Stated task 1: Report how many lines of the rows contain the string "lamp", treating case as significant. Give the number only.

Text excerpt:

János Löbe (born 21 August 1995) is a German professional footballer who plays as a defender and midfielder for Mittelrheinliga club SV Eintracht Hohkeppel.

Career

Youth and college
Born in Kierspe, Germany, Löbe started his soccer career in the youth system of semi-professional club, Wuppertaler SV. He later moved to the United States to attend college at Fordham University, where he was a member of the varsity soccer team with his brother, Jannik. In 2017 he made four appearances for Canadian PDL side, K–W United, scoring three goals.

New York Red Bulls
On 11 January 2019, Löbe was drafted in the first round of the 2019 MLS SuperDraft, by the New York Red Bulls; becoming the third player from Fordham to be drafted in the club's history. He made his professional soccer debut with the New York Red Bulls II on 20 April 2019.

Miami FC
On 28 January 2020, Löbe signed for Miami FC ahead of the club's first season in the second division USL Championship. He made his debut for the team later that year against Atlanta United 2 on 30 July in a 4–3 loss.

[Stored entries]
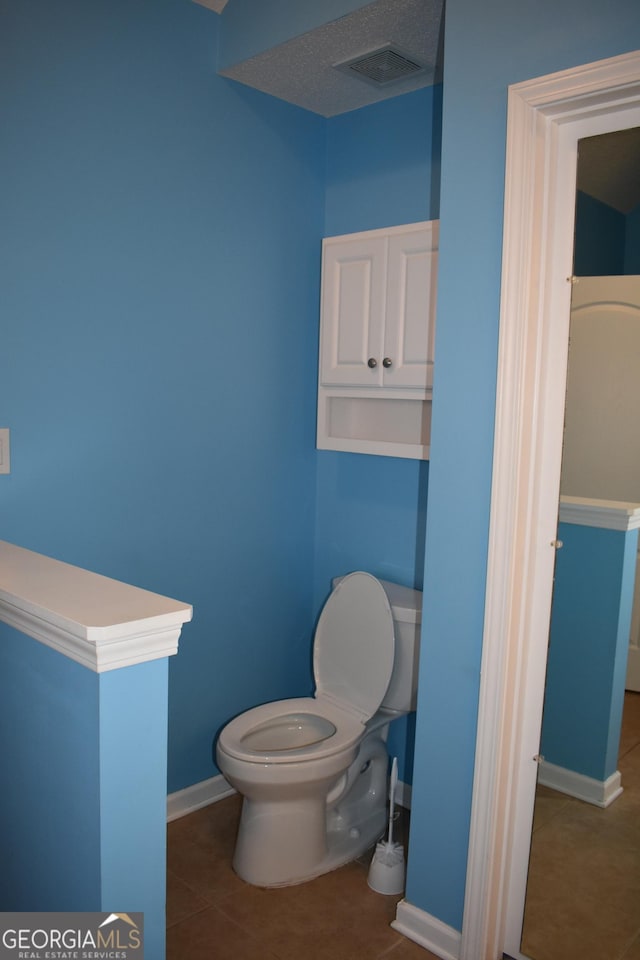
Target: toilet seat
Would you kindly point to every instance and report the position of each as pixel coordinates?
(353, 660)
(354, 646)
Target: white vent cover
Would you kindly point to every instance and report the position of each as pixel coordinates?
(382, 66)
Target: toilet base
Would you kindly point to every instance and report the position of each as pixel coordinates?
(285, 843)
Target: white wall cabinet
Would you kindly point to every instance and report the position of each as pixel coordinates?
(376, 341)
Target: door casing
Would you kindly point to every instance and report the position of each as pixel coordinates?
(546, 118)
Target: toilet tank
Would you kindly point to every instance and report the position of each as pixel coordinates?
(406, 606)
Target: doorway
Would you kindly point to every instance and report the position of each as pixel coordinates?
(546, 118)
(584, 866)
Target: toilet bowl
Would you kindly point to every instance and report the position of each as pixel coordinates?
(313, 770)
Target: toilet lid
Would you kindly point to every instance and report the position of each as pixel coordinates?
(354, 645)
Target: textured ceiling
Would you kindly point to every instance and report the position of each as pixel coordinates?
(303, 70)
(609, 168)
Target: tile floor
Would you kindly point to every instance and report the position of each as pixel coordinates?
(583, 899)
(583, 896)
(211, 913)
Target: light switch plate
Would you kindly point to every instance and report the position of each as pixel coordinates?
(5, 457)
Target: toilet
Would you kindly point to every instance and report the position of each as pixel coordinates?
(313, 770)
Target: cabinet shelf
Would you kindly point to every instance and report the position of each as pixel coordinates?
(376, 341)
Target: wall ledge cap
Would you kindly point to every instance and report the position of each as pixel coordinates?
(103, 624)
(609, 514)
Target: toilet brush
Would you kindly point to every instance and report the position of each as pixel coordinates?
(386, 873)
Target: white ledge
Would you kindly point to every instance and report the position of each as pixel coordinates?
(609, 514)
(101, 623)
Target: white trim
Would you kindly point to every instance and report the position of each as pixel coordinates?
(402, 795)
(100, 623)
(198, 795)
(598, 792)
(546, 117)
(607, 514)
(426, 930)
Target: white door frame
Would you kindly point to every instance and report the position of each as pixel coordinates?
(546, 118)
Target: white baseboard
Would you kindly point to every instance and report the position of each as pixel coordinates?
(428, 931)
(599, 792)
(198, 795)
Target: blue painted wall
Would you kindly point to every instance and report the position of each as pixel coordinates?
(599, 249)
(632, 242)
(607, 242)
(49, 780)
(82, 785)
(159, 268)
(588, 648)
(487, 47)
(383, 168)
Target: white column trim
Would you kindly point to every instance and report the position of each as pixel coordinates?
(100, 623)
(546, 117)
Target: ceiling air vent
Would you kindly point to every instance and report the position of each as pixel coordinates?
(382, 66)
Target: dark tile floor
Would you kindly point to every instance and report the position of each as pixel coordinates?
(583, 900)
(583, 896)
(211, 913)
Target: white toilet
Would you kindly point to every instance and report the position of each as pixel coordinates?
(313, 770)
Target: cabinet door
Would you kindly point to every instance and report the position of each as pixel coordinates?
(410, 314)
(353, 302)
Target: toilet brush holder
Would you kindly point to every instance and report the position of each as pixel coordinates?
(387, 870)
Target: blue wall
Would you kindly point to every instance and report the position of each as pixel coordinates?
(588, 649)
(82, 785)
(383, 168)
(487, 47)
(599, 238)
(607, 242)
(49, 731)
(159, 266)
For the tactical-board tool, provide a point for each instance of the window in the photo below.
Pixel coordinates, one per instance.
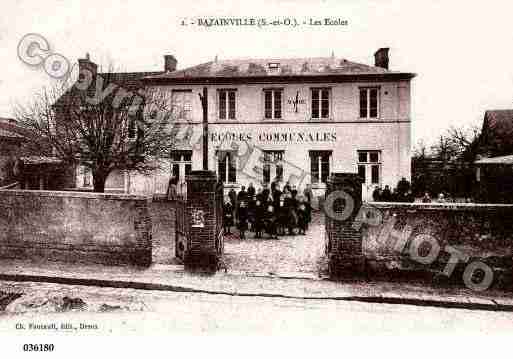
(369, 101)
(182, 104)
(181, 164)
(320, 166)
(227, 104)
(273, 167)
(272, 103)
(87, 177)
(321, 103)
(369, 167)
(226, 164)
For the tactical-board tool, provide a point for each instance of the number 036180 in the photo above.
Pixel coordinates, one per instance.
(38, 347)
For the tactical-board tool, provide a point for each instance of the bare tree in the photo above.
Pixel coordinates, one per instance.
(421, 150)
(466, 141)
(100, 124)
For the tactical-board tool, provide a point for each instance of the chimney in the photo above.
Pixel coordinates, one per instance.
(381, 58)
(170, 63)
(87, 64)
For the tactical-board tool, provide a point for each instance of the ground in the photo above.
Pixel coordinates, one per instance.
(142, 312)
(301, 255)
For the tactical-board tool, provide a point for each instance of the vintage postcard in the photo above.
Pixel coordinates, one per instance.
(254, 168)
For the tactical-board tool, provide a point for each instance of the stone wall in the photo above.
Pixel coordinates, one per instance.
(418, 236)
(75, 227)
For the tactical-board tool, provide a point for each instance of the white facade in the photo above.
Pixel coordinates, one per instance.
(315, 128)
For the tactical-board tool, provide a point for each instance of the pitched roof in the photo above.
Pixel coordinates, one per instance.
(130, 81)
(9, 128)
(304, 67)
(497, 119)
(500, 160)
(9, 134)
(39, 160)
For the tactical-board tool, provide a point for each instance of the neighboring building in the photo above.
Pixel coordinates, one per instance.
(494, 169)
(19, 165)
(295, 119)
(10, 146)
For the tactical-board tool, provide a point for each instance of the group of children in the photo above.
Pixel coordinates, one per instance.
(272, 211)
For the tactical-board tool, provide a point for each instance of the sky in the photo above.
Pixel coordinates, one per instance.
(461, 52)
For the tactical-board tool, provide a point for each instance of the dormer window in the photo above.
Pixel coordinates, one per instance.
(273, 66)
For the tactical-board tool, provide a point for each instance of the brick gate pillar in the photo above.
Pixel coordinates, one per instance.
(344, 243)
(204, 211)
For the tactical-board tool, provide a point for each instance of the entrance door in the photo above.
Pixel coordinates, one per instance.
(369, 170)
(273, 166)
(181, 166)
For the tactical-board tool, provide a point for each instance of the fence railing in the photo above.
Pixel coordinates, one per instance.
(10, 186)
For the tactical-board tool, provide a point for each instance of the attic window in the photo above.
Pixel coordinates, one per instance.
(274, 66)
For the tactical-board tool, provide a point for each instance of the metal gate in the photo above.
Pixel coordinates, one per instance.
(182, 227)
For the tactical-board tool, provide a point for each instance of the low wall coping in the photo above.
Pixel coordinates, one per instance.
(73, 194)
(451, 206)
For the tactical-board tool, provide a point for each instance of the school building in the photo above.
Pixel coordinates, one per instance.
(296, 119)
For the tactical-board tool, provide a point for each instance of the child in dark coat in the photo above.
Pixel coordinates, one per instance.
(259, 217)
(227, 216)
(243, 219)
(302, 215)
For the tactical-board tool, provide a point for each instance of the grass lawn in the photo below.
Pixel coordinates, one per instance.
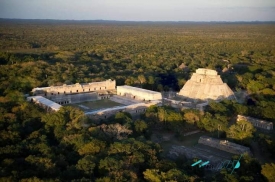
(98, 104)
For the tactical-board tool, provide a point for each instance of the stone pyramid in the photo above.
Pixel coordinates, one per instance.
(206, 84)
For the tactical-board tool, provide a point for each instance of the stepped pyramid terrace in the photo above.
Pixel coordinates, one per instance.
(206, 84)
...
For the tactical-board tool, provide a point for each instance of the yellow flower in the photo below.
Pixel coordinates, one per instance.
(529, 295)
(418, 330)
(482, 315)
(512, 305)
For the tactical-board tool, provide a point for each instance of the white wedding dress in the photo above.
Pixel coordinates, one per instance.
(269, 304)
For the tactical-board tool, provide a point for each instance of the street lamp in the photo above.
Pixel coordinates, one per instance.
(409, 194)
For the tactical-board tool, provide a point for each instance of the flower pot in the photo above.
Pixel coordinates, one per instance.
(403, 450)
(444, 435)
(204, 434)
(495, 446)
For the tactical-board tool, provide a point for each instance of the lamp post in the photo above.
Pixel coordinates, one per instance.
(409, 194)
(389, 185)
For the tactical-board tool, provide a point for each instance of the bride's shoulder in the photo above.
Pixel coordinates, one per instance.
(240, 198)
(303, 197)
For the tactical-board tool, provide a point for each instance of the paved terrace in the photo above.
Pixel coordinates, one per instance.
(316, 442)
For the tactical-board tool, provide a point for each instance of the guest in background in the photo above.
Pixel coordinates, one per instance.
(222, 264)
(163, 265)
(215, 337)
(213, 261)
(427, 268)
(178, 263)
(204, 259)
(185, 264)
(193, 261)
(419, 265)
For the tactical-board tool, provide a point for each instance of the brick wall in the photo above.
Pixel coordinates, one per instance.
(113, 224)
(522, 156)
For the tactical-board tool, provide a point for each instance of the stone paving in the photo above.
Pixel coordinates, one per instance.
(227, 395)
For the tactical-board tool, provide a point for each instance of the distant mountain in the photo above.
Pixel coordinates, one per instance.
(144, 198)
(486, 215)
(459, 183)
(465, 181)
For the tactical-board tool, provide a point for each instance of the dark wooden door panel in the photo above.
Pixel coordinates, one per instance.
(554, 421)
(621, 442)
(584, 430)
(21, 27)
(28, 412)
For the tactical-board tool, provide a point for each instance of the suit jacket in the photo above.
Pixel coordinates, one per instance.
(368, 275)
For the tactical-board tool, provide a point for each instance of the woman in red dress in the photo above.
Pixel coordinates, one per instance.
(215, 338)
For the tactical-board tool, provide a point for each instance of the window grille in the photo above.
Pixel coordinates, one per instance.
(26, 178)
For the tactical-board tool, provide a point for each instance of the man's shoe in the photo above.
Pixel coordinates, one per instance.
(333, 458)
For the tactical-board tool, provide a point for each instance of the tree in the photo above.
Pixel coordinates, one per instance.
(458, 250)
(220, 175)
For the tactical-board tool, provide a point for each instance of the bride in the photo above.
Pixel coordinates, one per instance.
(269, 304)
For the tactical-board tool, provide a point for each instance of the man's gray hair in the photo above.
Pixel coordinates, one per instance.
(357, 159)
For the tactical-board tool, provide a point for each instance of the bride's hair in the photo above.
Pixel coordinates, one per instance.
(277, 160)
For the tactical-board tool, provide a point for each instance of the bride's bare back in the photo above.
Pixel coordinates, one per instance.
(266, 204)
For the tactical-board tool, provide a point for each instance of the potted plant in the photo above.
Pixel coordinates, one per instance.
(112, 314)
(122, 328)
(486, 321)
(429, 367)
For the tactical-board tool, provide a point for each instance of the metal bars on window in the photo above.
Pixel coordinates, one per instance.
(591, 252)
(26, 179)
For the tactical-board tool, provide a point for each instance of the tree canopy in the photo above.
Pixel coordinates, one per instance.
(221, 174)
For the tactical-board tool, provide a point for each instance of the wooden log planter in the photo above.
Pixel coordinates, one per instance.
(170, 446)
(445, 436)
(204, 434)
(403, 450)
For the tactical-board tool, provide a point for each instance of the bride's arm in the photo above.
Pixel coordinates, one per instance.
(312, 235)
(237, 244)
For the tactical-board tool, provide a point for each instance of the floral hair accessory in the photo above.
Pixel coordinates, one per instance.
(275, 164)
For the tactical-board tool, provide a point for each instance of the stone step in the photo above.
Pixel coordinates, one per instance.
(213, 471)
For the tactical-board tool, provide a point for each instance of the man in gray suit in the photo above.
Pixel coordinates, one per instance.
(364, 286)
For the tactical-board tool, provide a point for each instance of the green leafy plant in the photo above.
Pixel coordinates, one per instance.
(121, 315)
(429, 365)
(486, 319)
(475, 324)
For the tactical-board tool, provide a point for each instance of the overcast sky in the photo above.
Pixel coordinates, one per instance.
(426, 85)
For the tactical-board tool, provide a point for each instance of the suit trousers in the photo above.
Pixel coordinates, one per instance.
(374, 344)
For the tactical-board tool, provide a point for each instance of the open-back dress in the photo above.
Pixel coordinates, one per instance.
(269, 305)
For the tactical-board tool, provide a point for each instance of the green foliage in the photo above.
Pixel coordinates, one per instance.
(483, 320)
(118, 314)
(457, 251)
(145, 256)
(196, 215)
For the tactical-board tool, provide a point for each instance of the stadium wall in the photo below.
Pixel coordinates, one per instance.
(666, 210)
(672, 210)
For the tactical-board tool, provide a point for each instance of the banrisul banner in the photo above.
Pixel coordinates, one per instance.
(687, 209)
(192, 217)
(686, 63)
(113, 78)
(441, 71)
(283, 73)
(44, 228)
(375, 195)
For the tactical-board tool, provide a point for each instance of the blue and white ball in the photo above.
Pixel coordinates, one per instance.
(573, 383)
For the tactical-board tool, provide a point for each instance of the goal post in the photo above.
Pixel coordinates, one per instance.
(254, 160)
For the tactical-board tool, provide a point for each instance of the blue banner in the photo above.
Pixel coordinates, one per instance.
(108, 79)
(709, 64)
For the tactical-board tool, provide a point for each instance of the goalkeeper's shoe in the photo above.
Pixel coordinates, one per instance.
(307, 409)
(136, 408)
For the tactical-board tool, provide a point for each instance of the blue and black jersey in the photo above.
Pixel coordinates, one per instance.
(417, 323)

Stated task 2: Using the footballer biography above, decide whether each statement agrees with it, and support each yes or no with the deciding words quoted from that text. (a) Löbe was born in Kierspe. (b) His debut for Miami FC against Atlanta United 2 ended in a win. (c) The New York Red Bulls took him in the second round of the 2019 MLS SuperDraft.

Correct response 1: 2

Correct response 2:
(a) Yes: "Born in Kierspe, Germany"
(b) No: "in a 4–3 loss"
(c) No: "drafted in the first round of the 2019 MLS SuperDraft"